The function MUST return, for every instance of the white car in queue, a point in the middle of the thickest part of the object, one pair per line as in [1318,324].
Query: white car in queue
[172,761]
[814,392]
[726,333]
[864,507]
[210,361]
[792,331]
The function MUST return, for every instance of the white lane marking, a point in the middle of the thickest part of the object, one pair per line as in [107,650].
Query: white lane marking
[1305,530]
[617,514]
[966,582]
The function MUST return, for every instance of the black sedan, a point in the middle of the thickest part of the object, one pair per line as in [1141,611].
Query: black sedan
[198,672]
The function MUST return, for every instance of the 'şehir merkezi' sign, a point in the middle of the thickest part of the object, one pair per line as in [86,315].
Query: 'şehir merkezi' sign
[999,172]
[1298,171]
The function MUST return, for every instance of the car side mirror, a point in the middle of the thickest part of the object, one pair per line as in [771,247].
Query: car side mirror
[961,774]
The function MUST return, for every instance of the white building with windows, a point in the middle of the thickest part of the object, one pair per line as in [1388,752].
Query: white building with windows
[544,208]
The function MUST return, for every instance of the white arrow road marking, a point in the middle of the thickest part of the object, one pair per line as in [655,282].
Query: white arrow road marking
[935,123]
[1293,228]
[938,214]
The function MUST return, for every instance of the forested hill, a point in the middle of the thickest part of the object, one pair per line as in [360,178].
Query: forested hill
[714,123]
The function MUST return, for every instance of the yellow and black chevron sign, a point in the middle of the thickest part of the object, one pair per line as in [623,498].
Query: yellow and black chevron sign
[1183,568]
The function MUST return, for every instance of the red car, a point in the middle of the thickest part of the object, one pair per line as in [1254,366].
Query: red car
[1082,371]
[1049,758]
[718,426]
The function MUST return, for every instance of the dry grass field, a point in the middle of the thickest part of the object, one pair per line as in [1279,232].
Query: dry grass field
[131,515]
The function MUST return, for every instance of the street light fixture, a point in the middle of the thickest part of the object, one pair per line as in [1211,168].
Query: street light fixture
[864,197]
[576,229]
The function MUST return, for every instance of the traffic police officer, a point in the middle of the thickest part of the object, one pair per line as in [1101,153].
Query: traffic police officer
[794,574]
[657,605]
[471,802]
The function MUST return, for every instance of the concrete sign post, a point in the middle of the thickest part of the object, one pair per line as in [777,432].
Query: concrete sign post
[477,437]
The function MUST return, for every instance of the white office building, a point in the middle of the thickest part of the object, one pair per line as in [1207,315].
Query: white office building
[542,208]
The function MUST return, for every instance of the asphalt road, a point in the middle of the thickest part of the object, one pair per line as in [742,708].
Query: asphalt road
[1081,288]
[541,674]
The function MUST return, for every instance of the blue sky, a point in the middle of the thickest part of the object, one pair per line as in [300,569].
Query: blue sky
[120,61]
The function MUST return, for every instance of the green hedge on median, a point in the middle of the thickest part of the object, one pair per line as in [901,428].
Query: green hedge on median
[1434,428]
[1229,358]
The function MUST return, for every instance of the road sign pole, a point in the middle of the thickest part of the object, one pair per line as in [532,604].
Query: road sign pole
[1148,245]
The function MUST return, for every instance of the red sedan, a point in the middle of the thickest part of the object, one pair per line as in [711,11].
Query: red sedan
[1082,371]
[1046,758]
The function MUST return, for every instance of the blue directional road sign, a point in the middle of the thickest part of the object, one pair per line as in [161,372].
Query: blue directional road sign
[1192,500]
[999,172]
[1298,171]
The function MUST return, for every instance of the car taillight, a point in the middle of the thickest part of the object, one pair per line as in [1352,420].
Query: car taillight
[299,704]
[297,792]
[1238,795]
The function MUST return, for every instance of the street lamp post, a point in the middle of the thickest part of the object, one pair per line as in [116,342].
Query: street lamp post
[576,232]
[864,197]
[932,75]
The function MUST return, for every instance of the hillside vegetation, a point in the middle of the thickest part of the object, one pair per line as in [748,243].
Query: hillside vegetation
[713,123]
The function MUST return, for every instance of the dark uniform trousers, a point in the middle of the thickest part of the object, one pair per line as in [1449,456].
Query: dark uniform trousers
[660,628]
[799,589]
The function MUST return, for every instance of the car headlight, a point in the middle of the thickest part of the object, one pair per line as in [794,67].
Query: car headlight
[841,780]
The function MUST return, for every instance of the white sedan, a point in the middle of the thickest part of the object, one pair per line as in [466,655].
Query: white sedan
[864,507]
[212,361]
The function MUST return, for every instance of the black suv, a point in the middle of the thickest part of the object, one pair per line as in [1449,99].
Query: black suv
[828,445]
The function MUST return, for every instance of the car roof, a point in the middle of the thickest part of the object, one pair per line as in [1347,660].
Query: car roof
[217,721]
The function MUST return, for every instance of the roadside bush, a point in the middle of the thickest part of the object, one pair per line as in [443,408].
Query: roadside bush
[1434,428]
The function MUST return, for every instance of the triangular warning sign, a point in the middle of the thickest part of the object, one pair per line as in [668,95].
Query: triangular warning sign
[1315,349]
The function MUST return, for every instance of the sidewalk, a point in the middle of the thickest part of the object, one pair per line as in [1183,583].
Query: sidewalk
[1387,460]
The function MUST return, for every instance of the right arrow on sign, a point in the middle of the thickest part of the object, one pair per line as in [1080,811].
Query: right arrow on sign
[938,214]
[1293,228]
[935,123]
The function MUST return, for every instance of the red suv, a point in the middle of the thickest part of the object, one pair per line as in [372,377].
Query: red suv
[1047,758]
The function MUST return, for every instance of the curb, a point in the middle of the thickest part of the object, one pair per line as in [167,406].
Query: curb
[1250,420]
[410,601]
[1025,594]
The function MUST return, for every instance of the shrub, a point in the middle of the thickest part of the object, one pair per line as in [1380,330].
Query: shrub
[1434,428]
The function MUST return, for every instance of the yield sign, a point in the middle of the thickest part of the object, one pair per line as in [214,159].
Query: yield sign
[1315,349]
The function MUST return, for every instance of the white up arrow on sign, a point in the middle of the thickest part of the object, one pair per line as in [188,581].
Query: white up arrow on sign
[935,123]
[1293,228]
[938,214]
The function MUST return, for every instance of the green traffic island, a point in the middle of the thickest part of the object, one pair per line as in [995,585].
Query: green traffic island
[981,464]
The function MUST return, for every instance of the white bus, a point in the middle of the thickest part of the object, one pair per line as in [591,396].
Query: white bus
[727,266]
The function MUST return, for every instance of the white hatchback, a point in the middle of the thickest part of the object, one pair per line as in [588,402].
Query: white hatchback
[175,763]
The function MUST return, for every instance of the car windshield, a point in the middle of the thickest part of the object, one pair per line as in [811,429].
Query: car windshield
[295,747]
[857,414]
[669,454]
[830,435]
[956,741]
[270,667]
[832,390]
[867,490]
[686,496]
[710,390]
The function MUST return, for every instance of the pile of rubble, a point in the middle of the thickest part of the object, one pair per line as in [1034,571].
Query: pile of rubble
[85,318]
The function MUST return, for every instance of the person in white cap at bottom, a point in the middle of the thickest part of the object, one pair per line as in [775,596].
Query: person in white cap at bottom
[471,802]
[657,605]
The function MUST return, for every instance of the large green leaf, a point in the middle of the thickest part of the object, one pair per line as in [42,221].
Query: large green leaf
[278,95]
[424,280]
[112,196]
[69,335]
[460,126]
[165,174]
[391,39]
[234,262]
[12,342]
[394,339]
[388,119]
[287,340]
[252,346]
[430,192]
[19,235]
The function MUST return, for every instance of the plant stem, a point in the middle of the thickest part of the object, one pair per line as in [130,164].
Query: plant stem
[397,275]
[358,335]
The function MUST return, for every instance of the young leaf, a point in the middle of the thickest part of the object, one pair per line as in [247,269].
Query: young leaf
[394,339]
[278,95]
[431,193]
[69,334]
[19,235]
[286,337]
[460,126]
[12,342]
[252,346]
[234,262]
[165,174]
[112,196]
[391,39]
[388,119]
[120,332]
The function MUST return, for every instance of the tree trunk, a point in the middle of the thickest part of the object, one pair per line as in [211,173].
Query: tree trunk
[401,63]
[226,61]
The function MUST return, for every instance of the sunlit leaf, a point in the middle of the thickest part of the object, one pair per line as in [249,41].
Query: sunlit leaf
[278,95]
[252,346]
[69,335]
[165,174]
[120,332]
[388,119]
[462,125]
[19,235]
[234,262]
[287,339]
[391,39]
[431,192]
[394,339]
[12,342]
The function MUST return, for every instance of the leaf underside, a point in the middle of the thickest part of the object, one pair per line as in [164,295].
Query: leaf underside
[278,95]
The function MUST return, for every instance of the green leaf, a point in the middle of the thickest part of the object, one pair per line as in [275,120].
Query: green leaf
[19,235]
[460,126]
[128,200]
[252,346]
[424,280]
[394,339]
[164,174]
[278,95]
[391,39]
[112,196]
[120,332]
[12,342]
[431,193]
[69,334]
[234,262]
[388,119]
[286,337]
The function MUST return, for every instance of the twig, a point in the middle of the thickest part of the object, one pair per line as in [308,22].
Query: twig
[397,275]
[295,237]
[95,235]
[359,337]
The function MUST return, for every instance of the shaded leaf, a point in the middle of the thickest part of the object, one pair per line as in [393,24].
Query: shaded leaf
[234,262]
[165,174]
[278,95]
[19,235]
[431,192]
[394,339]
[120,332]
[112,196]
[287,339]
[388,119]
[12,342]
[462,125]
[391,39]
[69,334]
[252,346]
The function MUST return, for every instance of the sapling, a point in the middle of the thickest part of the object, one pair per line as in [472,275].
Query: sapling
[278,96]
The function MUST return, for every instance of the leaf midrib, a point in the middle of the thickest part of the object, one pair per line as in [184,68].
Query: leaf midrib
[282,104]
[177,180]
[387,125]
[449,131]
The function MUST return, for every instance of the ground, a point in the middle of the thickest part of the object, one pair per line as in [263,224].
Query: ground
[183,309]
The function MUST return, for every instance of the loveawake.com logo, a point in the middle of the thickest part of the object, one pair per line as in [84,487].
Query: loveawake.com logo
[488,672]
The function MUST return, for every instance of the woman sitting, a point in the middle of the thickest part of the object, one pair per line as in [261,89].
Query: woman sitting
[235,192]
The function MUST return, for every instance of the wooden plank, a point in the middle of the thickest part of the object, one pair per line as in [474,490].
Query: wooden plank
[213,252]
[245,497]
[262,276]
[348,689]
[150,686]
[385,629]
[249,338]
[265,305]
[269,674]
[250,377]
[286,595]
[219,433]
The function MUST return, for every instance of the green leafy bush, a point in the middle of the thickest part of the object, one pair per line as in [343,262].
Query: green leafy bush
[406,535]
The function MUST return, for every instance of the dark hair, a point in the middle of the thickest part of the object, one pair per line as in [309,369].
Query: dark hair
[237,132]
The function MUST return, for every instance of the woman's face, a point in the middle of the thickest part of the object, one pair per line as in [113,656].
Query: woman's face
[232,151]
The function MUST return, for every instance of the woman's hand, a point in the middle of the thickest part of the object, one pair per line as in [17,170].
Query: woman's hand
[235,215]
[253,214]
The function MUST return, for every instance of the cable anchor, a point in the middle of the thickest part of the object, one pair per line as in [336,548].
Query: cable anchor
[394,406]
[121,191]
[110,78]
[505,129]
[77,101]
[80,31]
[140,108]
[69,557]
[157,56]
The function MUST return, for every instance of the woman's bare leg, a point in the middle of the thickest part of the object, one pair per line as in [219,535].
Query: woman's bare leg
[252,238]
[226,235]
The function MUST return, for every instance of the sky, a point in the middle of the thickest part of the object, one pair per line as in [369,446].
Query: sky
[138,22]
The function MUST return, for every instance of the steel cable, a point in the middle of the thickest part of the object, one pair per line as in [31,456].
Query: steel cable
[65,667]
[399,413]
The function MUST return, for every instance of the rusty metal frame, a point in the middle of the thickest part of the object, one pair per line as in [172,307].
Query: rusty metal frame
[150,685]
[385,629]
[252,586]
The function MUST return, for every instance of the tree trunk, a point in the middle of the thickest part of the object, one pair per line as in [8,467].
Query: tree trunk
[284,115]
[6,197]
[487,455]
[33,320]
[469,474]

********************

Reproduce, word for word, only the lines from the one that contains "The function MUST return, for every instance of the cable" through the final line.

The function MUST return, for every instance of the cable anchor, a point in the middle of the thickest part of the object, one pair per line as in [336,548].
Query: cable anchor
[394,406]
[121,191]
[110,78]
[505,129]
[77,101]
[80,31]
[140,108]
[69,557]
[157,56]
The function MUST return, for every instance of the woman's bare leg, a point in the middle of the thickest part of the object, one pair per line as in [219,535].
Query: woman's bare leg
[252,238]
[226,235]
The function MUST return, for every instance of the sky, a point in the middle of the thickest part of the object, one pair per line as in [369,446].
Query: sky
[138,22]
The function MUST return, for every instance of the steel cable, a point in the middle of the thickest part of the object, one pair per line as in [31,456].
Query: steel cable
[65,667]
[399,413]
The function MUST return, for every instance of the rusty metal frame, a point in the middle of the thickest part of the object, one pair per line as in [172,307].
Query: rusty metal frame
[150,685]
[385,629]
[252,586]
The function MUST return, for every instance of the tree trunk, a point in the middle of the thickest part of the object, one pair per line as in [8,467].
Query: tree trunk
[284,115]
[6,197]
[487,455]
[33,320]
[469,474]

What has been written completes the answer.